**Input records**
[Start of Attachment]

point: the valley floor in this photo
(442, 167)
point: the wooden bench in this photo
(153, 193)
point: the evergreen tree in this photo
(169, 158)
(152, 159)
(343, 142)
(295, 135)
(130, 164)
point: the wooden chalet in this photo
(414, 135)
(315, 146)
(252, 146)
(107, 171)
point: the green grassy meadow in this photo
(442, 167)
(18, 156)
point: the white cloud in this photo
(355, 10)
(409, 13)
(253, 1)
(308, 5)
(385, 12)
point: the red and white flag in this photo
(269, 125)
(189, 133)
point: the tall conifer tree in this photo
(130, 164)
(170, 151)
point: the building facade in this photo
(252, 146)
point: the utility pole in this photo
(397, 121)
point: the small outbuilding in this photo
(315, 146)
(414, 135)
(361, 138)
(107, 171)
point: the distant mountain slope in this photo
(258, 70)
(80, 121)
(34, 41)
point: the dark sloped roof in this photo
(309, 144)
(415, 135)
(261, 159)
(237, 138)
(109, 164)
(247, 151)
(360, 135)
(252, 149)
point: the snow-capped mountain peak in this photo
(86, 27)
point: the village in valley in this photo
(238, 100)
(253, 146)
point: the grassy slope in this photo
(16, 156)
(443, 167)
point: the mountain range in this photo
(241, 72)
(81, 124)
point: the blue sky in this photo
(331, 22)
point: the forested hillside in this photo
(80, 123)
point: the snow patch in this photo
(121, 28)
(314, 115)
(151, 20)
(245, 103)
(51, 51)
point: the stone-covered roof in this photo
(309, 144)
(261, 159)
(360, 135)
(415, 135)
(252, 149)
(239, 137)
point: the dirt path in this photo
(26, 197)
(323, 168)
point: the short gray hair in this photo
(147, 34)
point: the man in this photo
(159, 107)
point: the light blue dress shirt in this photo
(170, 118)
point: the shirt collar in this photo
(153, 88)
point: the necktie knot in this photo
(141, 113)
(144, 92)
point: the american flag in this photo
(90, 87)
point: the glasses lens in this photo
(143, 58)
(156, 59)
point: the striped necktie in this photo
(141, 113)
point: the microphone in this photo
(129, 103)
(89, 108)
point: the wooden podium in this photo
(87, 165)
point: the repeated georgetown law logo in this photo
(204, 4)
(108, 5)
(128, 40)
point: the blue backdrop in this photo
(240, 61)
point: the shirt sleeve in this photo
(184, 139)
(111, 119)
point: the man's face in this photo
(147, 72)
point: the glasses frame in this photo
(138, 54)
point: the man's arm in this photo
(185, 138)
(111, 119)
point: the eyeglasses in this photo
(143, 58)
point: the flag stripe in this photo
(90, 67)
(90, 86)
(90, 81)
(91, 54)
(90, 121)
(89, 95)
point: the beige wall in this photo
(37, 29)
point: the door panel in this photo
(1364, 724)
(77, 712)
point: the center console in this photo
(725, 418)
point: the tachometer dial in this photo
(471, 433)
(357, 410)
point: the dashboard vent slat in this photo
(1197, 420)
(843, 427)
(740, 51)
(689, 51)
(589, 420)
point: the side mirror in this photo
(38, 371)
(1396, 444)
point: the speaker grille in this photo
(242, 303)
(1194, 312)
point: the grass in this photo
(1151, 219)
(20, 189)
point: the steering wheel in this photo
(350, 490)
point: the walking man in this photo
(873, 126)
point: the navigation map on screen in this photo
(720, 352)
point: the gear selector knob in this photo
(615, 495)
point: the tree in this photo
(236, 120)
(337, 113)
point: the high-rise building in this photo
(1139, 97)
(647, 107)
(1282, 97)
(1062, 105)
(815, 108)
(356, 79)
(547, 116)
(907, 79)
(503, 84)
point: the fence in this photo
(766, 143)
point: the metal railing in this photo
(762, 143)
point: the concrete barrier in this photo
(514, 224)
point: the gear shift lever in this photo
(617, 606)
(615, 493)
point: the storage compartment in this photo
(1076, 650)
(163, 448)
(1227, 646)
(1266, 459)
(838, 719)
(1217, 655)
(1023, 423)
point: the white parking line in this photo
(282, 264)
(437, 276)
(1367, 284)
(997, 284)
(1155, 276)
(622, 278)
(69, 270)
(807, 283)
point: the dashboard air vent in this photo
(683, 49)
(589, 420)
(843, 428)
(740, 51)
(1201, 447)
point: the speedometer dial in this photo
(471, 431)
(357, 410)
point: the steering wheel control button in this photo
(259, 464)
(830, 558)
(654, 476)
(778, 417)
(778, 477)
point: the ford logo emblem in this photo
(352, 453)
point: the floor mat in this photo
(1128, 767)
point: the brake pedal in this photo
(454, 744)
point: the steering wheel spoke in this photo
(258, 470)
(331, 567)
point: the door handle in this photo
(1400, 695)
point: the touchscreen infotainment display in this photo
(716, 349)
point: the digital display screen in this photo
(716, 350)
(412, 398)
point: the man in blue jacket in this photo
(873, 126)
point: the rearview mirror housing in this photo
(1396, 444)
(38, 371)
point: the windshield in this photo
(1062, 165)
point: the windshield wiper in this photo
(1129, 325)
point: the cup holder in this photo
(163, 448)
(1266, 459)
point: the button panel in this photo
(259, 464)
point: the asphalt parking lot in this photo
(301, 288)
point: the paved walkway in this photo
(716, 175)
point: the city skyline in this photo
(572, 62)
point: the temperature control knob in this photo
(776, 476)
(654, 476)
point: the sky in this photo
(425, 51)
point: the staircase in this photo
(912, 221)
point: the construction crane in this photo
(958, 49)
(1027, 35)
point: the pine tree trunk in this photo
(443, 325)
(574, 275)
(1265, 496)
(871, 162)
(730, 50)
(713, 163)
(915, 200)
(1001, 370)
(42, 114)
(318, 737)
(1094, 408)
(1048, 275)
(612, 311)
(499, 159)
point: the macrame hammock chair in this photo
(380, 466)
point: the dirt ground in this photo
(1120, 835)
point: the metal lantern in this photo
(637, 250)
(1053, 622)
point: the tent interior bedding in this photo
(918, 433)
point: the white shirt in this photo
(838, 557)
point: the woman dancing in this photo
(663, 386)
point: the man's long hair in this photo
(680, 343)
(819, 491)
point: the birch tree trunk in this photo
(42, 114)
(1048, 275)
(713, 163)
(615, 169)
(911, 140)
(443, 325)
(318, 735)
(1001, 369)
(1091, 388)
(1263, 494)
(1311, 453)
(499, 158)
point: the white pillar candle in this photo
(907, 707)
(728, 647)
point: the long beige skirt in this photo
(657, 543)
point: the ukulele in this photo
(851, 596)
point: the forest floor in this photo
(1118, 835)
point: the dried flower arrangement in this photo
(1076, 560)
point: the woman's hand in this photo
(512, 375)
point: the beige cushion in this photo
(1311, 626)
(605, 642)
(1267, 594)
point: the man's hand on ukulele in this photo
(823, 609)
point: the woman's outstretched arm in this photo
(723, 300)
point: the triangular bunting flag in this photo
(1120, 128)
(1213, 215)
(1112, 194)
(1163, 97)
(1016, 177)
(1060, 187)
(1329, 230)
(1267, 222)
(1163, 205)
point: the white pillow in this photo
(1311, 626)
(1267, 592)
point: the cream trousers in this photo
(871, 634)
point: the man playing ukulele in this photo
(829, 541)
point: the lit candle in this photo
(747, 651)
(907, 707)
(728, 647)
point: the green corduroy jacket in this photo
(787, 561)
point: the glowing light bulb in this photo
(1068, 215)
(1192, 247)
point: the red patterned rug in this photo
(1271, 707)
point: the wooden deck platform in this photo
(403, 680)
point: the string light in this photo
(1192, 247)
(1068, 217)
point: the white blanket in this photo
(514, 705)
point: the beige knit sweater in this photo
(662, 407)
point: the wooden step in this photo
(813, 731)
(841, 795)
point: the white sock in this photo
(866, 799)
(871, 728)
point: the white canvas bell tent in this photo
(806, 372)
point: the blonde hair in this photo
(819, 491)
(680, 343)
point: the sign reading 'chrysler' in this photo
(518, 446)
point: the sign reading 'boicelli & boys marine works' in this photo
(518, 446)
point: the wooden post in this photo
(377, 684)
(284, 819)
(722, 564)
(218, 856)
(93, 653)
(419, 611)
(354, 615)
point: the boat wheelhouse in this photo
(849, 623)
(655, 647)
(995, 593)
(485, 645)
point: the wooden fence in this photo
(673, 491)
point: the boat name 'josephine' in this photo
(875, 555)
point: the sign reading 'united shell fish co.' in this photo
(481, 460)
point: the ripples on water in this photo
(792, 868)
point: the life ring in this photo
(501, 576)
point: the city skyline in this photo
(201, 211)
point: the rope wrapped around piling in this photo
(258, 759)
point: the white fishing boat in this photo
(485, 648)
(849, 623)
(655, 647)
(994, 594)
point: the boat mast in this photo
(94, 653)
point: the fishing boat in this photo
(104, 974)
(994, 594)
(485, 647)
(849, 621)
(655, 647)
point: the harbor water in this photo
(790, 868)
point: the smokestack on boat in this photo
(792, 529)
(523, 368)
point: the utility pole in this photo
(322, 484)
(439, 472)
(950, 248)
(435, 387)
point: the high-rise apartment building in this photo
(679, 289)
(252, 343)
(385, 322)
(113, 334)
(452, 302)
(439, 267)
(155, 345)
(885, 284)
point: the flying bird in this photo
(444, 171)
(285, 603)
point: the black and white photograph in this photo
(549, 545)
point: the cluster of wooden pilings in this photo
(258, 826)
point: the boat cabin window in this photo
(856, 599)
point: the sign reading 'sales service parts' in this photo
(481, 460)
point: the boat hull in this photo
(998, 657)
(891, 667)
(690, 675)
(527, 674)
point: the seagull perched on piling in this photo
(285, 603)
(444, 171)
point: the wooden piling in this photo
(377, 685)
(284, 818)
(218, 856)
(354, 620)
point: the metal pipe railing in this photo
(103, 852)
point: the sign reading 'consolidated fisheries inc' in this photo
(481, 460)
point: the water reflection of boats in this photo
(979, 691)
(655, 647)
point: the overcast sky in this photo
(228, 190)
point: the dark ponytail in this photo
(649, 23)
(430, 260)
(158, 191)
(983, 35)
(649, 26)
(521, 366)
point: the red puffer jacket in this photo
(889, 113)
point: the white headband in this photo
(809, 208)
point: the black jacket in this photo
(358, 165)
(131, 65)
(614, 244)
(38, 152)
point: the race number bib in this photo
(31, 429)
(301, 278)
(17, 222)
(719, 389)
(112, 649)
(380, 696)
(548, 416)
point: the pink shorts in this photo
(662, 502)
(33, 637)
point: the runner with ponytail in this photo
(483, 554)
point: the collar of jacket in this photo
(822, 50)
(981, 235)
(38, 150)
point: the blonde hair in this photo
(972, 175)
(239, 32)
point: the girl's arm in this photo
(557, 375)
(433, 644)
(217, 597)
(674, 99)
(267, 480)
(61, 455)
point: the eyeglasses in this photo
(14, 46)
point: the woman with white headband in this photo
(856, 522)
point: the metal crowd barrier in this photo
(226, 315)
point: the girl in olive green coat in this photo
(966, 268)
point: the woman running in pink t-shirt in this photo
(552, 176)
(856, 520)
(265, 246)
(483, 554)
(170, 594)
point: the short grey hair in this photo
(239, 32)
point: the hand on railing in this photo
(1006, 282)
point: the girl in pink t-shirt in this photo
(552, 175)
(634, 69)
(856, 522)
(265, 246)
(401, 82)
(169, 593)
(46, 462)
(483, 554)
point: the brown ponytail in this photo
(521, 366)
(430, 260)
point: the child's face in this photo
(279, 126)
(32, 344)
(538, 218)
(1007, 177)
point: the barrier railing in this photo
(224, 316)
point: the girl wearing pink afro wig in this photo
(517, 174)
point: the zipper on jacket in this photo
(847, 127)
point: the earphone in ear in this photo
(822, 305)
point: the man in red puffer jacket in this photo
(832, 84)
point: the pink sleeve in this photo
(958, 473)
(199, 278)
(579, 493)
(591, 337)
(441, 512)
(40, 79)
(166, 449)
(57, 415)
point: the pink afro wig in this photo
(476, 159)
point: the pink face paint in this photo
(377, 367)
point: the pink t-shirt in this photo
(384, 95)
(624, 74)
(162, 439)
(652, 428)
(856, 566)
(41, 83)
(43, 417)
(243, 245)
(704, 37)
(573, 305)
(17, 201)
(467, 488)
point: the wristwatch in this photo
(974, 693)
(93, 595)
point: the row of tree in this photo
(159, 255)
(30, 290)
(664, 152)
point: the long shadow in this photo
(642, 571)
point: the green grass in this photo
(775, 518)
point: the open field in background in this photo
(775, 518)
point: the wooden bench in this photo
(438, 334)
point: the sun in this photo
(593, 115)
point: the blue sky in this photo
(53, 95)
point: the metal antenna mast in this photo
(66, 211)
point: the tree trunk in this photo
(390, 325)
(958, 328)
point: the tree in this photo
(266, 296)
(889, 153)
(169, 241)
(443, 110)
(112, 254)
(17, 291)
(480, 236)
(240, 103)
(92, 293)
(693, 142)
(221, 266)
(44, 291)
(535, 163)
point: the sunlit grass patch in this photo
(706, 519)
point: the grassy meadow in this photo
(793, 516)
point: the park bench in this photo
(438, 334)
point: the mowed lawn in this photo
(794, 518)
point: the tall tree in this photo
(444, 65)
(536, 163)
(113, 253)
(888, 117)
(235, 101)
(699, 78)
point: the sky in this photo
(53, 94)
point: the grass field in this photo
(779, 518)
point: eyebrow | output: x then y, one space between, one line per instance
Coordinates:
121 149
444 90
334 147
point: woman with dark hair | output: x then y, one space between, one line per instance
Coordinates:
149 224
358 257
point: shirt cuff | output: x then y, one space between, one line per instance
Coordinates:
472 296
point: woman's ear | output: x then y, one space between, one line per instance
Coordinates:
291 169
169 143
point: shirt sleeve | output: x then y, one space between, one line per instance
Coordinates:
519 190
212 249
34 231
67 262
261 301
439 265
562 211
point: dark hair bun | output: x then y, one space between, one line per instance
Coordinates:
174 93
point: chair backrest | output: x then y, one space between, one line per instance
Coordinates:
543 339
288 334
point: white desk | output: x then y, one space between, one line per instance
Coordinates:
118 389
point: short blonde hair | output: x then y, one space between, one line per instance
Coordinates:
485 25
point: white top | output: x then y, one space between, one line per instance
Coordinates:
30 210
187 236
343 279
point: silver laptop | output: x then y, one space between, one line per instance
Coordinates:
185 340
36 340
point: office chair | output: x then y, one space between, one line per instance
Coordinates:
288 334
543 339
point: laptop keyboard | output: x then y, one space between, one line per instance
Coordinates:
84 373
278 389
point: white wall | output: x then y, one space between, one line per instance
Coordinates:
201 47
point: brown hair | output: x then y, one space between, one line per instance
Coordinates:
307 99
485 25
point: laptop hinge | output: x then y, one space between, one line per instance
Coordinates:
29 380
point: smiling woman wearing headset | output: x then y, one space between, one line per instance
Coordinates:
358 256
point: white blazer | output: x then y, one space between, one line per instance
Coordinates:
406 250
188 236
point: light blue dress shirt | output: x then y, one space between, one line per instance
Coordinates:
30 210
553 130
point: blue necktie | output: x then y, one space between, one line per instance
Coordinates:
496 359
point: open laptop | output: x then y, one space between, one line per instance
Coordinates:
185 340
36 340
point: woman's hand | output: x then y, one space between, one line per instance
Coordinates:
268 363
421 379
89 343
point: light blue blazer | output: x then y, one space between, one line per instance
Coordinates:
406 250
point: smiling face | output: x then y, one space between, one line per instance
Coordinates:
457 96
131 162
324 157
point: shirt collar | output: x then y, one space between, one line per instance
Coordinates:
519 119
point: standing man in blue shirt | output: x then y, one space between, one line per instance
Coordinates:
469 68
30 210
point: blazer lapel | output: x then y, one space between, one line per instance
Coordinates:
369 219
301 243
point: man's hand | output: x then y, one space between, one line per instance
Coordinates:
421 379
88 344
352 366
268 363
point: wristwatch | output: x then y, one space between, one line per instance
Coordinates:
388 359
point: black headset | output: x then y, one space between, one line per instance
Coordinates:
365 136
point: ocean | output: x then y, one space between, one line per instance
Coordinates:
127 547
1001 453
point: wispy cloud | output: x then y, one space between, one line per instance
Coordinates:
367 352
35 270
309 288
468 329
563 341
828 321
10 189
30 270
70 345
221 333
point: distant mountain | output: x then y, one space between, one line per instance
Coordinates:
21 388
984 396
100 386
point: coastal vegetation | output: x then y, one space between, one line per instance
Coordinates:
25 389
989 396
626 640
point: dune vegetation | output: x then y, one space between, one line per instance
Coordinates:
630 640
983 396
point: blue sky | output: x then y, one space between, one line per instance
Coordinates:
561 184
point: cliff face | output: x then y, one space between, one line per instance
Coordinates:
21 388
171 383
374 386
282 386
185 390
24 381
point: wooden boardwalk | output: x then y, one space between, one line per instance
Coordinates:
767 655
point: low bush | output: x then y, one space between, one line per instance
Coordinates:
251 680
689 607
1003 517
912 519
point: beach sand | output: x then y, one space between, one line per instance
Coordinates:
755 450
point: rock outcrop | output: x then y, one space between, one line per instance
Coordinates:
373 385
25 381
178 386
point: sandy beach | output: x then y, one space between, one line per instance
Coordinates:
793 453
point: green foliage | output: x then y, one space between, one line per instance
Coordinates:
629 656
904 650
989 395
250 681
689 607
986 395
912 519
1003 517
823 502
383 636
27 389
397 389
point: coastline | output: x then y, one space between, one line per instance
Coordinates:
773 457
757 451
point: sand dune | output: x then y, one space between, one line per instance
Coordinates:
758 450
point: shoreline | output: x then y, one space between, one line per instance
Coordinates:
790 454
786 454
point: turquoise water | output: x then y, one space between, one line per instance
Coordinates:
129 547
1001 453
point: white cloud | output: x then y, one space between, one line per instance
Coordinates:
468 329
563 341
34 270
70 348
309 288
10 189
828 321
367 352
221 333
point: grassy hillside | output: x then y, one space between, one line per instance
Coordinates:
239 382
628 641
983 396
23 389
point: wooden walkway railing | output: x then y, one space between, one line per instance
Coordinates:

[End of Attachment]

**Task to carry out**
Count every line of the data above where "smiling" appears, and give the total only.

**Written solution**
2